■ TASK GOAL ■
Turn the records below into a Markdown table with two columns, Row and Entry. Give each line its own row and a running row number, and omit any blank lines.

■ PROVIDED INFORMATION ■
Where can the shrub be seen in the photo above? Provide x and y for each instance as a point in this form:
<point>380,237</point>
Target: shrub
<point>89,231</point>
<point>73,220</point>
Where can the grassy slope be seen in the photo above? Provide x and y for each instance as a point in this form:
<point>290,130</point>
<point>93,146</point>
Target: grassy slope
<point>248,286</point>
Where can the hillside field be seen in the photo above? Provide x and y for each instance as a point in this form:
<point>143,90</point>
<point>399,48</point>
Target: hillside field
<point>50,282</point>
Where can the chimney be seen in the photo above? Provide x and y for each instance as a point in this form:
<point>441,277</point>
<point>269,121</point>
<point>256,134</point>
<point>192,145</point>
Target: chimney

■ FINISHED ANSWER ■
| Row | Entry |
|---|---|
| 1 | Where can the shrub be seen in the photo above? Provide x and y for each instance as a point in this form: |
| 2 | <point>380,237</point> |
| 3 | Target: shrub |
| 4 | <point>89,231</point> |
| 5 | <point>73,220</point> |
| 6 | Where can the grassy slope be seen in the photo above? Provide x and y for each instance as a point in this form: |
| 7 | <point>290,130</point> |
| 8 | <point>93,146</point> |
| 9 | Target: grassy slope |
| 10 | <point>248,286</point> |
| 11 | Where can the hillside field be seen in the photo above? Provide x and y for each instance as a point in this form: |
| 12 | <point>143,90</point> |
| 13 | <point>399,48</point> |
| 14 | Target: hillside field |
| 15 | <point>50,282</point> |
| 16 | Where can the chimney be seen in the photo above? Provide x and y for each instance as a point in this form: |
| 17 | <point>441,277</point> |
| 18 | <point>269,121</point> |
| 19 | <point>256,134</point> |
| 20 | <point>192,145</point> |
| 21 | Target: chimney |